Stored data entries
------------------------------------------------
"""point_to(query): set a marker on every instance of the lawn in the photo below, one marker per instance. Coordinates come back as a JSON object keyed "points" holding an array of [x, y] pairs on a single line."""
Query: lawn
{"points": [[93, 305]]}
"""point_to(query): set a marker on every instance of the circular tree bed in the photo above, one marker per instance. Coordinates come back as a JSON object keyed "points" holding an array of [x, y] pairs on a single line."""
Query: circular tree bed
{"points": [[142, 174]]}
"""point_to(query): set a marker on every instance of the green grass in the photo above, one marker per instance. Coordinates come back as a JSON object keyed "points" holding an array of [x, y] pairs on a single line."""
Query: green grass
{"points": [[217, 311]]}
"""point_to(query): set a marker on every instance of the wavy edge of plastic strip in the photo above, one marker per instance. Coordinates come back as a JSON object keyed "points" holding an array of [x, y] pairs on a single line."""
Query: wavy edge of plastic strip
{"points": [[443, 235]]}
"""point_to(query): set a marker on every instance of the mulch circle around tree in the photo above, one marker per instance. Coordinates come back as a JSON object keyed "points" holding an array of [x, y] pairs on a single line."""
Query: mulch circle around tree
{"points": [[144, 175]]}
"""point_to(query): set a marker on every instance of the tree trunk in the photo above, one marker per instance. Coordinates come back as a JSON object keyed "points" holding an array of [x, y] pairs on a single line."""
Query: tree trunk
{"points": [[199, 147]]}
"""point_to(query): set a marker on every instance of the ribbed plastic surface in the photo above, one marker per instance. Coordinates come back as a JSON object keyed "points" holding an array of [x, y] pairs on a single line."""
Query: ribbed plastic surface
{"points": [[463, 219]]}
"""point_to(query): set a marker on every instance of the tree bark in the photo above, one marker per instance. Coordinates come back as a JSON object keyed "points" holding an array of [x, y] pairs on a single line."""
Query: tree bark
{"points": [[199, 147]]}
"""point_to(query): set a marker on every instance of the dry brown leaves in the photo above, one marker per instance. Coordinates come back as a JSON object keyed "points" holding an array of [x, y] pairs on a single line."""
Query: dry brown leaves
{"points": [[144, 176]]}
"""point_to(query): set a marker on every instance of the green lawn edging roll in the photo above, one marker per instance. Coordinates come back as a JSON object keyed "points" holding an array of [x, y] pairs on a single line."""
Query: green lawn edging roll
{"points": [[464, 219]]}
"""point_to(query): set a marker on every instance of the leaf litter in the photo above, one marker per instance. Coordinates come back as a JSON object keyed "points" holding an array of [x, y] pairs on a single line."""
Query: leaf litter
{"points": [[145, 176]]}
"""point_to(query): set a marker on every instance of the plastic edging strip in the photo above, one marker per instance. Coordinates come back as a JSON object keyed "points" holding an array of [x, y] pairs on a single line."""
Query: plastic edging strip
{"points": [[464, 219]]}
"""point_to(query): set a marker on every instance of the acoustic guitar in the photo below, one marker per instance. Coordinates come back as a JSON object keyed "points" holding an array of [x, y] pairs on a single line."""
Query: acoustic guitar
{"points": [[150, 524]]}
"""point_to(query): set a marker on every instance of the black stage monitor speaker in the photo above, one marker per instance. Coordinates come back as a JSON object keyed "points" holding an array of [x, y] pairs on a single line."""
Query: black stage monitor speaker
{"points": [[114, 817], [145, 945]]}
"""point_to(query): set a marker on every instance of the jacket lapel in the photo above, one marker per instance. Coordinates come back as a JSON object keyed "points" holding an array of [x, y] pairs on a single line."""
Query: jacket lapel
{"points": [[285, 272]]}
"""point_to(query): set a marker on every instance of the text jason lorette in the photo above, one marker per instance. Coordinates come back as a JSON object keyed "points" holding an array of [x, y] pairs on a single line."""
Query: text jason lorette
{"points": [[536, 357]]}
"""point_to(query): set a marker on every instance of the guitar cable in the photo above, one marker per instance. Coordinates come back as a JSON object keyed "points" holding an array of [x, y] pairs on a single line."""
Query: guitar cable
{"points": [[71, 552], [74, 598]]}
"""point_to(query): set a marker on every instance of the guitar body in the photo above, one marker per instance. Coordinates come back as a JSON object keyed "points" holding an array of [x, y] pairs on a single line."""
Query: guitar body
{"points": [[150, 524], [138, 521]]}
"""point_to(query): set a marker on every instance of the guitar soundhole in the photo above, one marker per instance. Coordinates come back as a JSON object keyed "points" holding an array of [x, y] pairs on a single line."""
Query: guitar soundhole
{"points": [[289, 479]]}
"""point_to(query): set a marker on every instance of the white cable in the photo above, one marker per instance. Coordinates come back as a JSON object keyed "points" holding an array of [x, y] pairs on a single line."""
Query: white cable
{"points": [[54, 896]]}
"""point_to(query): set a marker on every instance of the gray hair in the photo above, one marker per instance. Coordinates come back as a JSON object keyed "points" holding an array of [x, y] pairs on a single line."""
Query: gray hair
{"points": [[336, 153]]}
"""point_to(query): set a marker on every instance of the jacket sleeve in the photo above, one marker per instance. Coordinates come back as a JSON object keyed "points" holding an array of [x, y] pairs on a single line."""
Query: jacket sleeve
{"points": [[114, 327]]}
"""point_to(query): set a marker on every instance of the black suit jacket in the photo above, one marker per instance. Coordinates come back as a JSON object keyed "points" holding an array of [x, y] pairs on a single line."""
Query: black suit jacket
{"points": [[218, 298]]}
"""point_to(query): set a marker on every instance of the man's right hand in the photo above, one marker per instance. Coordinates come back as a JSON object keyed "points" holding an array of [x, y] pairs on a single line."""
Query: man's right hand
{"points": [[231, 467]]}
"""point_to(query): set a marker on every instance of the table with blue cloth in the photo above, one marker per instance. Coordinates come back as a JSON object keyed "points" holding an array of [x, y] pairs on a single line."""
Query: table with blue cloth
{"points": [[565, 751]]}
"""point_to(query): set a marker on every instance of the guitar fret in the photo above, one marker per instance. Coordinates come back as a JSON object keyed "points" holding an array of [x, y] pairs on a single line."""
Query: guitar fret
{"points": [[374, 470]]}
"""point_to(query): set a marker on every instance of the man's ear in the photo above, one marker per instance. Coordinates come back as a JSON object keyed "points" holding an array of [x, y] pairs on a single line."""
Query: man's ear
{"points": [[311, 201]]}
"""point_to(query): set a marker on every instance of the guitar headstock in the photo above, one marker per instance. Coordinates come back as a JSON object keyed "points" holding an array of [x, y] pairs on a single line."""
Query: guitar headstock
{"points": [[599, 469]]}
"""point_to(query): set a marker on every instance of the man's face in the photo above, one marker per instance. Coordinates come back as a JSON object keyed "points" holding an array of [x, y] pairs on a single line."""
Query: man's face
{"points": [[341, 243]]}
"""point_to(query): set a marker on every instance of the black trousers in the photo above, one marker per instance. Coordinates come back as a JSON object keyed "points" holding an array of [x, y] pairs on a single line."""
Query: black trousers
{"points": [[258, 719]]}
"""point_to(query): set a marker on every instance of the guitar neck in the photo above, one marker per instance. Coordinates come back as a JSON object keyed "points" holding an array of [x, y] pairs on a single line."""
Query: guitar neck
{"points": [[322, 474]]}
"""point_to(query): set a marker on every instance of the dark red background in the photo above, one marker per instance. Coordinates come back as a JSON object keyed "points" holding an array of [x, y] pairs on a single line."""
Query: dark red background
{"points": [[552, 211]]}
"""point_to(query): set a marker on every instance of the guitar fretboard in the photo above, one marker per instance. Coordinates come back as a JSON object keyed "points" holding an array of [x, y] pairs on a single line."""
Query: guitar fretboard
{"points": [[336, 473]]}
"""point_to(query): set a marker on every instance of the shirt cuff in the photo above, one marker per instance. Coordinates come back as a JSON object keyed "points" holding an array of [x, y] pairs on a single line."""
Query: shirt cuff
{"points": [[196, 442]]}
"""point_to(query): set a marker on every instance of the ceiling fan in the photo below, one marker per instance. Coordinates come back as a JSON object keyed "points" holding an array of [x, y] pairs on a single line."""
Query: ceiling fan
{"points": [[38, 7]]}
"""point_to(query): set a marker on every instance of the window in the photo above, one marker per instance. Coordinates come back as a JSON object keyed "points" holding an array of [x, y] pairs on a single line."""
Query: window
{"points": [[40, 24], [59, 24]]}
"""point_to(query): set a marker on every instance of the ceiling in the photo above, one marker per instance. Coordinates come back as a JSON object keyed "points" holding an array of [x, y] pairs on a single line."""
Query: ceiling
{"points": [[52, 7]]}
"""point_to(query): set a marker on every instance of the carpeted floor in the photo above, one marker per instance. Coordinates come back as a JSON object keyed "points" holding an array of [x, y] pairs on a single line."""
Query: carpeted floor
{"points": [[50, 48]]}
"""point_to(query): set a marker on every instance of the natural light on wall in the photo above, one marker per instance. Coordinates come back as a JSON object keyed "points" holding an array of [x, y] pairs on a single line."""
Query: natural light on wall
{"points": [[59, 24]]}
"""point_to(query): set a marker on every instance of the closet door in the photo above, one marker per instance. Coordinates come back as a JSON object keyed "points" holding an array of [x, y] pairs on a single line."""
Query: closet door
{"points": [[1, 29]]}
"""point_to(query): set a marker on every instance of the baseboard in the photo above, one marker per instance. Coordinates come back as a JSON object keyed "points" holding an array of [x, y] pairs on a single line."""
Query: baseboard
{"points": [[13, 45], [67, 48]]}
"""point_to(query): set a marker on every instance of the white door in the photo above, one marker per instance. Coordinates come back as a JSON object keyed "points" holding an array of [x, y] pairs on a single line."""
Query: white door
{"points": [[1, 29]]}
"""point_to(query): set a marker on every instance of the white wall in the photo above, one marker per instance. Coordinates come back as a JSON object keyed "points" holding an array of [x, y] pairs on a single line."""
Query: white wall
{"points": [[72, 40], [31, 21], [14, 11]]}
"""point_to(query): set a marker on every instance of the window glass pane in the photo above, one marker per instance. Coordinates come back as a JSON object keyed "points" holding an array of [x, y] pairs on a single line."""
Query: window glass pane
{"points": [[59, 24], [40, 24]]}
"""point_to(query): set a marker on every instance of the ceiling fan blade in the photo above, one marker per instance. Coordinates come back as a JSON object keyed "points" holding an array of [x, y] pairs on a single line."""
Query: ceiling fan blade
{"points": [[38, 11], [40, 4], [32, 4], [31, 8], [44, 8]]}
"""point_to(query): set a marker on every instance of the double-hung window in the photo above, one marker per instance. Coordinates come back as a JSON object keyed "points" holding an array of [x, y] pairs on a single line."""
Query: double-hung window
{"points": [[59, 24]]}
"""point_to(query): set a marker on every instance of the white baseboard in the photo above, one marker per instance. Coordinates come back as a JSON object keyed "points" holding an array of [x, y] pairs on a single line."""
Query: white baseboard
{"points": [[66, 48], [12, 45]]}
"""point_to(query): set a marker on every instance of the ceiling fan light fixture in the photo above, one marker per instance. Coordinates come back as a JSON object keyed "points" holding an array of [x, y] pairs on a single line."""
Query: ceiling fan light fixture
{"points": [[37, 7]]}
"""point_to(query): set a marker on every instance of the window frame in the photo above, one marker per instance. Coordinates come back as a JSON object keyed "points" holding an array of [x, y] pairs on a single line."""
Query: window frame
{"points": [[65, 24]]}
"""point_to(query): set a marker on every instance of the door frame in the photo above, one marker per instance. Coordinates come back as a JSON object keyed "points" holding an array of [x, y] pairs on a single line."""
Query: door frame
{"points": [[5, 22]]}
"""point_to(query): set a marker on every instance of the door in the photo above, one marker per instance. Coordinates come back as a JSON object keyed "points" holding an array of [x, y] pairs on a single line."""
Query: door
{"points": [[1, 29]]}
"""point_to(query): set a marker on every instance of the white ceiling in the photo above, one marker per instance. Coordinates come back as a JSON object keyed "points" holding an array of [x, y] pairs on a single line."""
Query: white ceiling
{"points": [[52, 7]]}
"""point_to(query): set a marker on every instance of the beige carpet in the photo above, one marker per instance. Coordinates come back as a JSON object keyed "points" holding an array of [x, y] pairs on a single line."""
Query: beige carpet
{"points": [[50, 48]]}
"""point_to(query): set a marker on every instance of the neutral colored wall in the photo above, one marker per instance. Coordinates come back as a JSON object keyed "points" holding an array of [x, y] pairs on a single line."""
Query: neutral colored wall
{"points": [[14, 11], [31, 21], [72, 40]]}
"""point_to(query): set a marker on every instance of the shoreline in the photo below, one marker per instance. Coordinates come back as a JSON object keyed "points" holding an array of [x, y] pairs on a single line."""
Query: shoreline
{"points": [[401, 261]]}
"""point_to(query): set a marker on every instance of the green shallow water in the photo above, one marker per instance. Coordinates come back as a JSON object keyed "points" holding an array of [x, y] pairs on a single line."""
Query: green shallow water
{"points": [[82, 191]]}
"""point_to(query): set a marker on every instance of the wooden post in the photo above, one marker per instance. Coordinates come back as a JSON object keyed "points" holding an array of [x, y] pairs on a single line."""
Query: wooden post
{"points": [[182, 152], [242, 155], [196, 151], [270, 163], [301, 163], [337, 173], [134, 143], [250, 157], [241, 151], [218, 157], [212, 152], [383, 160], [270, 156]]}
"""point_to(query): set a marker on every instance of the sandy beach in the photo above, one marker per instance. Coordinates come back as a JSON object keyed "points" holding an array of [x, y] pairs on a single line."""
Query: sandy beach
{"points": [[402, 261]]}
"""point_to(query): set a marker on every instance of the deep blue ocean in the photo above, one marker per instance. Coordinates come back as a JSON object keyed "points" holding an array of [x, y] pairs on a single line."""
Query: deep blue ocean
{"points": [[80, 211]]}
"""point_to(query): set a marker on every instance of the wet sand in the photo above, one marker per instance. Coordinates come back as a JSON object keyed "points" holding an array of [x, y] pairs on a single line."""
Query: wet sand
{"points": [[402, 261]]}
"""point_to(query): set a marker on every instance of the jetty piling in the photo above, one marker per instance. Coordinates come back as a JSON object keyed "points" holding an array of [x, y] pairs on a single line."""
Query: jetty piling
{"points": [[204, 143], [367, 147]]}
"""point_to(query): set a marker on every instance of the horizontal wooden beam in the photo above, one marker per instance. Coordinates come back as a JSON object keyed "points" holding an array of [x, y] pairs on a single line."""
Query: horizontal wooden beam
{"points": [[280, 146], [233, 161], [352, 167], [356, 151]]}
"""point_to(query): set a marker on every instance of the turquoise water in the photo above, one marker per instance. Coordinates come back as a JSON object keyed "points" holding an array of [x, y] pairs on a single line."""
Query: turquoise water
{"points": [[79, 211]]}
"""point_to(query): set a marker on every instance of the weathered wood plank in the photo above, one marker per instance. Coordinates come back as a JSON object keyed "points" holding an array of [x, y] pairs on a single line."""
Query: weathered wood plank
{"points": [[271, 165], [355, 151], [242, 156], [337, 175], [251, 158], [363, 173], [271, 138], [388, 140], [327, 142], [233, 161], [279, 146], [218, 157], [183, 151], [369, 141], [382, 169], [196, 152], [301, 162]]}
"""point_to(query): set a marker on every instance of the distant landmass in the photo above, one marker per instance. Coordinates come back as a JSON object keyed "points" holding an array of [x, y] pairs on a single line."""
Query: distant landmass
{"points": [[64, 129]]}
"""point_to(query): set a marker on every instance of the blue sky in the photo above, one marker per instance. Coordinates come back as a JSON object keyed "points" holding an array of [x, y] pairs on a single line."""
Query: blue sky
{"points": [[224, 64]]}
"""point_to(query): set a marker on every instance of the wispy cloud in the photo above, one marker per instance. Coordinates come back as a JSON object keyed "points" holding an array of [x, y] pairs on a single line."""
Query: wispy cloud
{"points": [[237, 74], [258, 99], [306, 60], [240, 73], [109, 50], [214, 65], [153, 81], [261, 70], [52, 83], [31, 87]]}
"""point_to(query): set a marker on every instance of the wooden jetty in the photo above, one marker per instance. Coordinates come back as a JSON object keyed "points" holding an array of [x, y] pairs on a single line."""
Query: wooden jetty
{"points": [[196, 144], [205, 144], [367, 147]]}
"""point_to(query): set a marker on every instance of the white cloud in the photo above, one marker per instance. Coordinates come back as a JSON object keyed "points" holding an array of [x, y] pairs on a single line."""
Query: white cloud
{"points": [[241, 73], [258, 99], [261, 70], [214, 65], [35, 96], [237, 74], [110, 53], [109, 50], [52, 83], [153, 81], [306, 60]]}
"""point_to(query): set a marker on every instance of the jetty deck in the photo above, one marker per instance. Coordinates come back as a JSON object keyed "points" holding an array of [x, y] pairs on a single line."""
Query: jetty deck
------------------------------------------------
### TASK
From the records above, extract exactly and only the lines that begin at the line with "the white door" and stop after the line with "the white wall".

### THE COMPLETED TASK
"""point_to(query): set a marker on every instance of the white door in the photo above, one marker per instance. Coordinates come back as a JSON object keyed "points" holding an array of [x, y] pairs on a single line."""
Query: white door
{"points": [[1, 29]]}
"""point_to(query): set a marker on every instance of the white wall in the photo above, one marker per instance. Coordinates come back as a JSON object keyed "points" holding an array of [x, y] pairs on a single line."""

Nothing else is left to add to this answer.